> Problem to work on:
Rewrite the data below with every occurrence of "lane-flow tally" changed to "object-count log" and all other text left as is. Omit the pictures from your output.

(Rows from a dataset)
"""
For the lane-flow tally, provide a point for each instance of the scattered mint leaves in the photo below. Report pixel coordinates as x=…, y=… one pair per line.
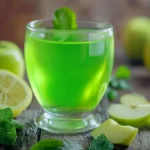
x=8, y=127
x=123, y=72
x=101, y=143
x=112, y=95
x=64, y=18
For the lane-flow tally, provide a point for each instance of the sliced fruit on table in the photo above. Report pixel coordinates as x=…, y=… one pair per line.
x=133, y=99
x=14, y=92
x=116, y=133
x=136, y=116
x=11, y=58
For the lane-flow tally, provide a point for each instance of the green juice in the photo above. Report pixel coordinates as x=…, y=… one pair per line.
x=68, y=76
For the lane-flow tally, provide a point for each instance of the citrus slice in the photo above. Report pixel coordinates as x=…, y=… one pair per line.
x=14, y=92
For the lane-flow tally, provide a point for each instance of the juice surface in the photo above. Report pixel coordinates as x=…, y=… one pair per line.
x=68, y=76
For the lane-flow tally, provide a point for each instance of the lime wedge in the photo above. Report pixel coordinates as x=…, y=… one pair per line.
x=14, y=92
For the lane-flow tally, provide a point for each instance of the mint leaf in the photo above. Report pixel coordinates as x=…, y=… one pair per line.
x=7, y=133
x=64, y=18
x=112, y=95
x=17, y=124
x=48, y=144
x=5, y=115
x=123, y=72
x=101, y=143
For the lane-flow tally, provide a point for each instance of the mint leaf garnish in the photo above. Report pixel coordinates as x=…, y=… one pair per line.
x=123, y=72
x=64, y=18
x=101, y=143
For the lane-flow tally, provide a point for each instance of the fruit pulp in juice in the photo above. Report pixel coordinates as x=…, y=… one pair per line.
x=68, y=76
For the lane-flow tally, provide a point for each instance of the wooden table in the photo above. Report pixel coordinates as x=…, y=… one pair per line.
x=30, y=134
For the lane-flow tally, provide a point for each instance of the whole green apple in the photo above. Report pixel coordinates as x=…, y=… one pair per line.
x=135, y=37
x=11, y=58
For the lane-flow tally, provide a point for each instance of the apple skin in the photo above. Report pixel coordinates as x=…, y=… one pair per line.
x=141, y=120
x=11, y=58
x=136, y=34
x=116, y=133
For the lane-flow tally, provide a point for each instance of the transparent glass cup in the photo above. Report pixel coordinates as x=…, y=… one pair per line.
x=69, y=71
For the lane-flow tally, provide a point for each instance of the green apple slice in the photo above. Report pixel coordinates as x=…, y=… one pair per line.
x=136, y=116
x=133, y=99
x=116, y=133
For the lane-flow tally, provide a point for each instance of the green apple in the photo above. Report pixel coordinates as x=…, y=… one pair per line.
x=11, y=58
x=135, y=37
x=136, y=116
x=116, y=133
x=133, y=99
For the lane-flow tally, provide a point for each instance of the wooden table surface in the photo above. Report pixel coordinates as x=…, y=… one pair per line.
x=30, y=134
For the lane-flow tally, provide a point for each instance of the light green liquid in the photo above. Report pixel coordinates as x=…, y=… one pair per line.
x=69, y=76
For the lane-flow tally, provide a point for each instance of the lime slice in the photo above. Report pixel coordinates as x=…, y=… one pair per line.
x=116, y=133
x=64, y=18
x=14, y=92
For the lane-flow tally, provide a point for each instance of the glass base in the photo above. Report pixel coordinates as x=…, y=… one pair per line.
x=69, y=124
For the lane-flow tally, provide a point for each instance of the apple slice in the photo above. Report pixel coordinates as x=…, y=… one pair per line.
x=116, y=133
x=133, y=99
x=136, y=116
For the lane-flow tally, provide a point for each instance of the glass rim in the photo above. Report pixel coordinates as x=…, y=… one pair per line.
x=102, y=26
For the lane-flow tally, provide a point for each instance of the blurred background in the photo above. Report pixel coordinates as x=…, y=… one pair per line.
x=15, y=14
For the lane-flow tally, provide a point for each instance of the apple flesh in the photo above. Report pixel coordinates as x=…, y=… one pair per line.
x=136, y=116
x=133, y=99
x=11, y=58
x=116, y=133
x=135, y=37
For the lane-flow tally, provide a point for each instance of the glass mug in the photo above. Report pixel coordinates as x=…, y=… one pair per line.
x=69, y=71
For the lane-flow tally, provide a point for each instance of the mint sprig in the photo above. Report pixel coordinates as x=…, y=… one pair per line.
x=101, y=143
x=64, y=18
x=8, y=127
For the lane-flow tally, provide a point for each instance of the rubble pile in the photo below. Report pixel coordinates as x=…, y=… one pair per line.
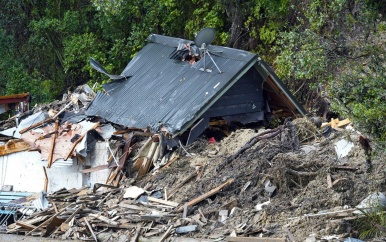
"""
> In response:
For the object-count log, provide a point for each instance of the scattered mint leaves in the photo below. Report pixel coordinates as x=…, y=… one pair per line.
x=8, y=127
x=123, y=72
x=101, y=143
x=112, y=95
x=64, y=18
For the object-count log, provide a point for each instance of the sliced fruit on table in the photo above. Report pixel coordinates as x=…, y=… one pair per line.
x=133, y=99
x=14, y=92
x=116, y=133
x=136, y=116
x=11, y=58
For the object-count log, provide a point for each instance of the green juice in the photo above. Report pixel coordinates as x=…, y=… one pair per line.
x=68, y=76
For the object-count log, provide a point for each instance of the citrus slice in the photo above. Report pixel coordinates as x=…, y=… one pair per line.
x=14, y=92
For the object-count log, provide a point for each instance of the juice surface in the photo above. Report pixel coordinates as x=…, y=… one pair per line.
x=68, y=76
For the object-count log, provide a point for each instance of the lime wedge in the photo above. Report pixel coordinates as x=…, y=… one pair per line.
x=14, y=92
For the object-count log, provide a point for each instance of the mint leaf in the photo above. Report pixel coordinates as x=…, y=… one pair per line.
x=7, y=133
x=64, y=18
x=112, y=95
x=17, y=124
x=48, y=144
x=5, y=115
x=123, y=72
x=101, y=143
For the object-count log, provide a point for each instance of the mint leaf garnish in the photo above. Report pixel coordinates as x=…, y=… one pair per line.
x=123, y=72
x=64, y=18
x=101, y=143
For the object-count log, provide a point for each instance of the fruit pulp in juice in the photo above. Report pixel coordinates as x=…, y=… one pair per line.
x=68, y=76
For the object-count log, provide a point for each instance of the wooden table in the photo above. Report pixel coordinates as x=…, y=… one pair per line.
x=30, y=134
For the object-count log, provide a point for each instance of the whole green apple in the photo above. Report pixel coordinates as x=…, y=… one pair per line.
x=135, y=37
x=11, y=58
For the object-count log, provide a point for each instance of the apple skin in the photo above. Report pixel coordinates as x=…, y=… one pair per line.
x=141, y=120
x=11, y=58
x=136, y=34
x=116, y=133
For the object-count log, provide a point for each instance of the transparent glass cup in the photo above. Report pixel coordinates as x=…, y=… one pair per line.
x=69, y=71
For the object-count log, provide a point for each instance of the green apple slice in the photo above. Report pixel coordinates as x=…, y=… one pair per line.
x=136, y=116
x=133, y=99
x=116, y=133
For the object-count log, provide a point for each instance of the green apple in the photo above. Report pixel coordinates as x=…, y=… one pair per line.
x=11, y=58
x=135, y=37
x=136, y=116
x=116, y=133
x=133, y=99
For the object-count log, provide a point for each instance of the wooden table surface in the photo above. Report pixel coordinates as x=…, y=… one pair per line.
x=30, y=134
For the object-count log, provide a point for each instance of the light green liquid in the photo above. Report pixel coordinates as x=…, y=… one pair per line.
x=69, y=76
For the object-count log, provide a point for each instance of the lime slice in the photo above. Report pixel coordinates as x=…, y=… one pair per line.
x=116, y=133
x=64, y=18
x=14, y=92
For the object-count log, provide a point for each instance of the glass base in the photo above. Report pixel coordinates as x=…, y=… one pair per line.
x=69, y=124
For the object-count log, provide a point for each instance of the apple slice in the photo above. Report pixel coordinates as x=…, y=… one pair per line.
x=116, y=133
x=133, y=99
x=136, y=116
For the object-count log, provide a point for each instance of the glass rim in the photo above. Report pixel coordinates as x=…, y=… one pair per line.
x=102, y=26
For the object-count log, provide a point for each instance of the blurred background in the photo above. Report pixel coordinates as x=…, y=… one pair per line.
x=15, y=14
For the object-count log, provide a point for each instance of the apple flesh in the photo above. Report pixel coordinates as x=…, y=… one pair per line.
x=136, y=116
x=133, y=99
x=11, y=58
x=116, y=133
x=135, y=37
For the object-count log, provide a point for each instance of the glass mug in the photo above. Report pixel coordinates as x=…, y=… one pair per line.
x=69, y=71
For the object-count log, provide a point for each instance of the mint sprig in the photo above. Report pixel coordinates as x=…, y=… one pair per line.
x=101, y=143
x=64, y=18
x=8, y=127
For the object-count log, provide a point for each instance of the rubble pile in the photo below. Report pixel coordinates as x=…, y=… one pair per line.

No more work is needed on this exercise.